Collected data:
____________________

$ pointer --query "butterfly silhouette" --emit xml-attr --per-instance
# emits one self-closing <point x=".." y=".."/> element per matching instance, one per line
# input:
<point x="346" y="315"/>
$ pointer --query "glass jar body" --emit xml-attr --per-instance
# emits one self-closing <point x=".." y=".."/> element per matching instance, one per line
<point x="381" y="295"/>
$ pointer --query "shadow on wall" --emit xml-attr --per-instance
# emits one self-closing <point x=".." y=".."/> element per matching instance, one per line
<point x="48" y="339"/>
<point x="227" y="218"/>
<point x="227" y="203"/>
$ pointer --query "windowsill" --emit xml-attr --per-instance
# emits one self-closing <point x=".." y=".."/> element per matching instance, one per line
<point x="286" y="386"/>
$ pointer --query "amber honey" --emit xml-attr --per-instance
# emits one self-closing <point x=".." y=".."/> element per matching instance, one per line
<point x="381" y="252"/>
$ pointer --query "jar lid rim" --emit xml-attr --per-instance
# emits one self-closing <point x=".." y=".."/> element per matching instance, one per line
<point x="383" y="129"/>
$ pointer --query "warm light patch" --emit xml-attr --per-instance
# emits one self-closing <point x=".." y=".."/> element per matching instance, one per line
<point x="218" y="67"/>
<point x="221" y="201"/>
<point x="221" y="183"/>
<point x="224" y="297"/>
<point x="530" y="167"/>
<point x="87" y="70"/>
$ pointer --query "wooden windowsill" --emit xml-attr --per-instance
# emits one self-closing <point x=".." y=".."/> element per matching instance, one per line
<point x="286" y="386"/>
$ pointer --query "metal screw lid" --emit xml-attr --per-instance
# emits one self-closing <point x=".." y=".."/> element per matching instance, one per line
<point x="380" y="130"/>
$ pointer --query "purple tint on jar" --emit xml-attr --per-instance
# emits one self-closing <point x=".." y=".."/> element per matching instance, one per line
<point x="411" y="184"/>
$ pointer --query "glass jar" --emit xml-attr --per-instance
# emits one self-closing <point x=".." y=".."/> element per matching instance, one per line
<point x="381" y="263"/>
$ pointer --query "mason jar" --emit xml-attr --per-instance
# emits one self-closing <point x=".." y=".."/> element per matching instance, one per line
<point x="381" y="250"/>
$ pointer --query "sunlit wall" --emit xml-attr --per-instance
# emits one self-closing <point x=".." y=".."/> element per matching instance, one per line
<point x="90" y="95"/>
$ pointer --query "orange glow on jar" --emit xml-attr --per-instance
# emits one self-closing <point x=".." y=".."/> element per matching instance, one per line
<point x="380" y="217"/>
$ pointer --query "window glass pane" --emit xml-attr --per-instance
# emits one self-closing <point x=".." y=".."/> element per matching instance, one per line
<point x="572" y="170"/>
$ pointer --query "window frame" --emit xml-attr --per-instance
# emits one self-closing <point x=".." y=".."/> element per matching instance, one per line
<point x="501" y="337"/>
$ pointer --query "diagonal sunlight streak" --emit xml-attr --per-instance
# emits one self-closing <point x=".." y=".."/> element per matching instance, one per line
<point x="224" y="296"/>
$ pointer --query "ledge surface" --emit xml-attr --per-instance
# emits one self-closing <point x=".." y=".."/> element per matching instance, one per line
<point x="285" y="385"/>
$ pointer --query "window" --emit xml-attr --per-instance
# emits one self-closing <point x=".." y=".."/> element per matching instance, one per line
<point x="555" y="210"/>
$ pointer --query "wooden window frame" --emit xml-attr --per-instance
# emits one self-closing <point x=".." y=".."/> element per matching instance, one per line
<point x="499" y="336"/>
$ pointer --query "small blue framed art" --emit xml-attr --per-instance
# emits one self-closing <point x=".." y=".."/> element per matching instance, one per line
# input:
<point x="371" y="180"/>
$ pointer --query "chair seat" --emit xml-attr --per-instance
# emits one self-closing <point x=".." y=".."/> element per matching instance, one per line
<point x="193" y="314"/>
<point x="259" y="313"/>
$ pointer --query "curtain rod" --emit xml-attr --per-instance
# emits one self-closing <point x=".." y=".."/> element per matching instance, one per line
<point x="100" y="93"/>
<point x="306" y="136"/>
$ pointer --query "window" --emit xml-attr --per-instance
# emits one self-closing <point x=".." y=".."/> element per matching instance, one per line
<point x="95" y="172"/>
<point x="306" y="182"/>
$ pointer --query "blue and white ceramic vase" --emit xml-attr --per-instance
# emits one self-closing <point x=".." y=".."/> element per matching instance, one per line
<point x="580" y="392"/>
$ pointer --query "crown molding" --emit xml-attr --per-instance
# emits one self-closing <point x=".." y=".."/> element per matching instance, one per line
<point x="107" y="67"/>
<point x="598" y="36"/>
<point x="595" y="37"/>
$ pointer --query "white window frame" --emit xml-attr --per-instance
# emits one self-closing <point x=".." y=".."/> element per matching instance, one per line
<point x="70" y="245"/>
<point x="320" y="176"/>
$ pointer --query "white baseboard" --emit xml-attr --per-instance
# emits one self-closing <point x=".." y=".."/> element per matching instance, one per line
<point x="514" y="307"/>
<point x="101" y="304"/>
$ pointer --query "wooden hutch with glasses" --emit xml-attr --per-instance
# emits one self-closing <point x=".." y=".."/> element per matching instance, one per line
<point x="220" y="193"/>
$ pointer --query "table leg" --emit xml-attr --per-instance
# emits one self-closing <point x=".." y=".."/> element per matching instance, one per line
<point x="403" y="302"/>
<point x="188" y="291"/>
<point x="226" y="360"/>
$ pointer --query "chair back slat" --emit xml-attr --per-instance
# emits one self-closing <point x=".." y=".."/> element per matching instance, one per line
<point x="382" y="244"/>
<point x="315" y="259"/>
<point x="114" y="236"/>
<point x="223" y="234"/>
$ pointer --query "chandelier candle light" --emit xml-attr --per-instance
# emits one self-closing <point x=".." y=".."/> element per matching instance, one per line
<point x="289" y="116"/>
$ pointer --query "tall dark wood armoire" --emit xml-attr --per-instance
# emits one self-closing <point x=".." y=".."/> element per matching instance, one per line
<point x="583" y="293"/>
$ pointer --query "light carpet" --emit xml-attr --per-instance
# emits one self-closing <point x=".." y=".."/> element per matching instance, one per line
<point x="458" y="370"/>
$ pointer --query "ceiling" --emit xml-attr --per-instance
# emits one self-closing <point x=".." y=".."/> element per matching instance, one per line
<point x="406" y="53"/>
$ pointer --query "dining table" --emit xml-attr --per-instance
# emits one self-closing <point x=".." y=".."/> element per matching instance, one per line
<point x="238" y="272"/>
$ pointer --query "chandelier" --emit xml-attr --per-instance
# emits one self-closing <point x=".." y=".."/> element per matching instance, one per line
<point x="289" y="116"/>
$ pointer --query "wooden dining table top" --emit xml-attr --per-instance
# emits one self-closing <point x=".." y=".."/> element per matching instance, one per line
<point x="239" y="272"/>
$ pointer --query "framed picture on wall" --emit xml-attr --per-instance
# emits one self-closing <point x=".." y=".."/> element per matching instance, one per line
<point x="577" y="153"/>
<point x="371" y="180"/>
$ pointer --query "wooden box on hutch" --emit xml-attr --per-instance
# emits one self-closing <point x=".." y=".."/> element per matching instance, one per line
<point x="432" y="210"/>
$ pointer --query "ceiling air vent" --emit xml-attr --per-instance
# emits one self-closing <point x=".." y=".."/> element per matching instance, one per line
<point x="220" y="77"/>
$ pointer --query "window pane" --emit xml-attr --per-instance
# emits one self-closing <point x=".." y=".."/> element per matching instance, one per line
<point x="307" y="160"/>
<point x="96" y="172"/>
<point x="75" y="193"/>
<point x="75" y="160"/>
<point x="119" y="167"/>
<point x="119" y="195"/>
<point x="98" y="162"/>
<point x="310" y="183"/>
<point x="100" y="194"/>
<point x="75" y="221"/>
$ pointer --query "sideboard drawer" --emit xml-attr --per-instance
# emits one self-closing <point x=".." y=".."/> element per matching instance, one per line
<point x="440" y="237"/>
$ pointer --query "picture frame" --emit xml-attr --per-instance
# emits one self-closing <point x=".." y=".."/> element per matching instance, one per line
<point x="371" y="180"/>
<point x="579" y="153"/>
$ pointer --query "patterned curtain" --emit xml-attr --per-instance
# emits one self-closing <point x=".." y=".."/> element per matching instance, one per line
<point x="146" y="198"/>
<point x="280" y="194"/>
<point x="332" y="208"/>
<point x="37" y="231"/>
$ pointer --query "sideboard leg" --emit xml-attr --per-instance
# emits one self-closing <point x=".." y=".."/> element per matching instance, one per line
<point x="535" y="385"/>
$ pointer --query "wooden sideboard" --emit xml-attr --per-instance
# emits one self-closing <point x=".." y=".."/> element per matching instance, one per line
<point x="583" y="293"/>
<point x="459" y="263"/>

____________________

Work to be completed:
Show every line above in which the word "wooden" appears.

Solution for this problem:
$ pointer --query "wooden windowsill" --emit xml-attr --per-instance
$ pointer --query "wooden window frame" --emit xml-attr --per-instance
$ pointer --query "wooden hutch with glasses" --emit xml-attr --per-instance
$ pointer --query "wooden dining table top" --emit xml-attr --per-instance
$ pointer --query "wooden box on hutch" --emit xml-attr --per-instance
$ pointer --query "wooden sideboard" --emit xml-attr --per-instance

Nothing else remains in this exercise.